TEXTO PARA LEITURA -
====

Diretor Industrial da Usina São Francisco
Op-AA-10
A cana-de-açúcar propiciou ao Brasil e ao mundo a era da nova energia, da nova matriz energética, da nova indústria automobilística e do novo consumidor. Pense nisso: sem o álcool, a frota não estaria rodando com a mesma segurança de abastecimento com o petróleo batendo nos US$ 70 o barril. E o mundo estaria à beira de um ataque paralisante, não fosse o carro flex. Esse motor deu ao consumidor o controle do mercado de combustíveis.
Pela primeira vez, o homem é livre para escolher. E não se trata de escolher um entre vários derivados de petróleo, mas entre derivados fósseis e um renovável e limpo. Tudo porque a cana tirou do petróleo o poder de determinar a matriz energética do País. O álcool não veio para assumir essa posição de domínio, mas para complementar, diversificar e ser, perante a sociedade, a nova opção.

====

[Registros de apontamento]

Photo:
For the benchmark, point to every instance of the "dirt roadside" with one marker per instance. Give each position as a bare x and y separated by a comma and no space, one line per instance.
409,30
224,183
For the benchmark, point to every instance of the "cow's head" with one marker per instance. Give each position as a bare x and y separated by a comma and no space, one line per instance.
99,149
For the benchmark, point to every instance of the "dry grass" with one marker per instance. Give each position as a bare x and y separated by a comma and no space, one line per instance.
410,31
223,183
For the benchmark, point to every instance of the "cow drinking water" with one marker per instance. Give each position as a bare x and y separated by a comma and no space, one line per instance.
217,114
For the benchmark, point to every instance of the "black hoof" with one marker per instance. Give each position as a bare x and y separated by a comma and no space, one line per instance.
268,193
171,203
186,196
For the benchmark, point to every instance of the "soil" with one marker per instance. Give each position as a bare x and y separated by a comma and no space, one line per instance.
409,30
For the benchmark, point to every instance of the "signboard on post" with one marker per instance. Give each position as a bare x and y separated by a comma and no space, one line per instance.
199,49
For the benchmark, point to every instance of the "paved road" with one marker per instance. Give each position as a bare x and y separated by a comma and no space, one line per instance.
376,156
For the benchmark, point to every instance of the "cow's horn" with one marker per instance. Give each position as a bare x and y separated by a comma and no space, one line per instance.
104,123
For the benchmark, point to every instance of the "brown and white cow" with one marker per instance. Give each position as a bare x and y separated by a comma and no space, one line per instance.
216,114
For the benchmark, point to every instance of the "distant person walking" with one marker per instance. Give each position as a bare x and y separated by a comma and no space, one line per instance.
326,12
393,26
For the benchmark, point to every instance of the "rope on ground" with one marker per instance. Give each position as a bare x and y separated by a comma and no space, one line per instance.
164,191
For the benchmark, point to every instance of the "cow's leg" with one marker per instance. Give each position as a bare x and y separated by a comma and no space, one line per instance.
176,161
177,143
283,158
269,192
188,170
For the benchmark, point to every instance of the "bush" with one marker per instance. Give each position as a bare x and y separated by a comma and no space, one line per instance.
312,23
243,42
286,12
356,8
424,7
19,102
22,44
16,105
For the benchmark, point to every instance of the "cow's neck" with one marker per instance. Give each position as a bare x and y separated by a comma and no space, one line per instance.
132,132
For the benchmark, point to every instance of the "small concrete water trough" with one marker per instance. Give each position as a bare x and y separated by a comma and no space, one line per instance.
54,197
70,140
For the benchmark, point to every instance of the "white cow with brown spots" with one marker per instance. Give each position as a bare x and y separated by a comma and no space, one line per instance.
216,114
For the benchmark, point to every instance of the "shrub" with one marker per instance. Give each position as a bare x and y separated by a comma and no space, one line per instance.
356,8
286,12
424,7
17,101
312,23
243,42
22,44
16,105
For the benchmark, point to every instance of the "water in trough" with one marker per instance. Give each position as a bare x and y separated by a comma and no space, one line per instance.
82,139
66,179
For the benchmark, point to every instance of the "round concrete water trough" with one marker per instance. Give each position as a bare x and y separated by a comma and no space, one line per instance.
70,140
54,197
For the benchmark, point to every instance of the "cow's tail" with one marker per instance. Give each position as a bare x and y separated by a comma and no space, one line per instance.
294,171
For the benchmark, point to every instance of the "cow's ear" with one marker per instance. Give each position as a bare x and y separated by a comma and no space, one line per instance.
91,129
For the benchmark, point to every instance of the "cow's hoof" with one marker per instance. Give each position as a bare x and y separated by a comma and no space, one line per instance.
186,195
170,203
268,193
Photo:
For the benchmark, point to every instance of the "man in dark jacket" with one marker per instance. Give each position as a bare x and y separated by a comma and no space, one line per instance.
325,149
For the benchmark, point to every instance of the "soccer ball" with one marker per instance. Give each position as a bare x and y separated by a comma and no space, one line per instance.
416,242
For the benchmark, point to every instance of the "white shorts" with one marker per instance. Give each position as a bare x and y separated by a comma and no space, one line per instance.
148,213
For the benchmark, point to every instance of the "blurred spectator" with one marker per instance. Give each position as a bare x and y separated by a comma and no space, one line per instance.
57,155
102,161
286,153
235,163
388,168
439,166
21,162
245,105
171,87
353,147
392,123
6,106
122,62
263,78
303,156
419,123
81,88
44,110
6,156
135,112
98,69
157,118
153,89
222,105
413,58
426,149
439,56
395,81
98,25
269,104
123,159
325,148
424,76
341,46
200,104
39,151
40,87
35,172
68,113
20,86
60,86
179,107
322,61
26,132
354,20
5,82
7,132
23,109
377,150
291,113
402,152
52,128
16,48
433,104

====

EXERCÍCIO ESCRITO 1 - Segundo o texto sobre a cana-de-açúcar, a cana propiciou ao Brasil e ao mundo a era de quais coisas novas? Liste todas.
EXERCÍCIO ESCRITO 2 - Reproduza fielmente o trecho do texto sobre a cana-de-açúcar, começando nas palavras "Diretor Industrial da" e parando logo após "mercado de combustíveis.".

RESPOSTA ESPERADA 1 -
- a nova energia
- a nova matriz energética
- a nova indústria automobilística
- o novo consumidor

RESPOSTA ESPERADA 2 -
Diretor Industrial da Usina São Francisco
Op-AA-10
A cana-de-açúcar propiciou ao Brasil e ao mundo a era da nova energia, da nova matriz energética, da nova indústria automobilística e do novo consumidor. Pense nisso: sem o álcool, a frota não estaria rodando com a mesma segurança de abastecimento com o petróleo batendo nos US$ 70 o barril. E o mundo estaria à beira de um ataque paralisante, não fosse o carro flex. Esse motor deu ao consumidor o controle do mercado de combustíveis.